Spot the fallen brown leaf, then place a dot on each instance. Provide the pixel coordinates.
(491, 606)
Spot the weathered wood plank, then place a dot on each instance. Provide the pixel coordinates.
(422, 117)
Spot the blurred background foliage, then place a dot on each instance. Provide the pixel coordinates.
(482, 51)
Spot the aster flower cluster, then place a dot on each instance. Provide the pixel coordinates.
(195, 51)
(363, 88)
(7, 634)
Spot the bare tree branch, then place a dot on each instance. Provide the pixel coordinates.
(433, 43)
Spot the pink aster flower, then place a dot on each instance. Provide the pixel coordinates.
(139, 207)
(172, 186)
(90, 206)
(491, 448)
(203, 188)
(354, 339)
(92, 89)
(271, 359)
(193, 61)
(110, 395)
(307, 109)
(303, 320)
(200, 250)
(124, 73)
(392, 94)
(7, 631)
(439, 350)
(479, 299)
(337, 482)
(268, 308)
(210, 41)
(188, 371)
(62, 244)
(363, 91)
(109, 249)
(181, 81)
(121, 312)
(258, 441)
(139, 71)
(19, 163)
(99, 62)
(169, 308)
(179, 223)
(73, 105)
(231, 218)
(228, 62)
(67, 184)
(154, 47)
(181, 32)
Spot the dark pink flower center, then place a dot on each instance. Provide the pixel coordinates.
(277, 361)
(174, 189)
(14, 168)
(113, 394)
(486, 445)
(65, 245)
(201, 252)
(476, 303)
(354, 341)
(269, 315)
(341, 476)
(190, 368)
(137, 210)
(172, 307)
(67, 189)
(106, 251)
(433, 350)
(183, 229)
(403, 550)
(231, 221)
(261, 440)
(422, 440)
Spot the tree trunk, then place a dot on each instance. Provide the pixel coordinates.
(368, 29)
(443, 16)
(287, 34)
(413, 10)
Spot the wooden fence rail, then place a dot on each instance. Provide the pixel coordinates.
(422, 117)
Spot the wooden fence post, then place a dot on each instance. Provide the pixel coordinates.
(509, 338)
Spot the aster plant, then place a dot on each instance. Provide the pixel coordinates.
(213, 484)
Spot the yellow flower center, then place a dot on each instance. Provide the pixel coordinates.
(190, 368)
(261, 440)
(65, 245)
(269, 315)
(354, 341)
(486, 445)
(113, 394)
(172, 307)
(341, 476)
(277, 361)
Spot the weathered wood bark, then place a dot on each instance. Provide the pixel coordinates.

**Task objective**. Write the listing out again, exactly as it reads.

**Solution to this task**.
Spot the fallen brown leaf, then place a dot on each instance. Provide the pixel coordinates.
(491, 606)
Spot the weathered wood plank, then place a dot on each instance. Provide the pixel coordinates.
(422, 117)
Spot the blurred background foliage, then place a dot on each instance. Provide the pixel coordinates.
(482, 51)
Spot the aster flower cluster, then place a dot on each instance. Provide the pixel coordinates.
(195, 51)
(363, 88)
(7, 634)
Spot the bare tree branch, then place a dot on each instance. Provide the pixel coordinates.
(433, 43)
Spot the pink aster flower, then place a dot on each instance. Provide the pixel coordinates.
(139, 207)
(172, 186)
(90, 206)
(491, 448)
(203, 188)
(354, 339)
(92, 89)
(271, 359)
(193, 61)
(110, 395)
(307, 109)
(303, 320)
(200, 250)
(124, 73)
(392, 94)
(7, 631)
(439, 350)
(479, 299)
(337, 482)
(268, 308)
(210, 41)
(188, 371)
(62, 244)
(363, 91)
(109, 249)
(181, 81)
(121, 312)
(258, 441)
(139, 71)
(19, 163)
(99, 62)
(169, 308)
(179, 223)
(73, 105)
(231, 218)
(228, 62)
(67, 184)
(154, 47)
(181, 32)
Spot the dark pink flower center, then place a dot on each instance. Provide the pixel coordinates.
(277, 361)
(174, 189)
(14, 168)
(113, 394)
(486, 445)
(65, 245)
(201, 252)
(476, 303)
(354, 341)
(269, 315)
(341, 476)
(190, 368)
(137, 210)
(172, 307)
(67, 189)
(106, 251)
(433, 350)
(183, 229)
(403, 550)
(231, 221)
(261, 440)
(422, 440)
Spot the tree trunk, then place a dot on each instance. Provide the pixel coordinates.
(368, 29)
(443, 16)
(287, 34)
(413, 10)
Spot the wooden fence rail, then place a dot on each instance. Provide the pixel coordinates.
(422, 117)
Spot the wooden fence post, then place a dot on each instance. Provide the pixel coordinates.
(509, 338)
Spot the aster plant, then place a dot on each instance. Provide the pixel coordinates.
(213, 484)
Spot the yellow flower center, then place a dot on each instance. Provide the pixel coordinates.
(190, 368)
(261, 440)
(65, 245)
(269, 315)
(354, 341)
(486, 445)
(113, 394)
(172, 307)
(341, 476)
(277, 361)
Spot the weathered wood bark, then place a dot on each instance. Provide the pixel coordinates.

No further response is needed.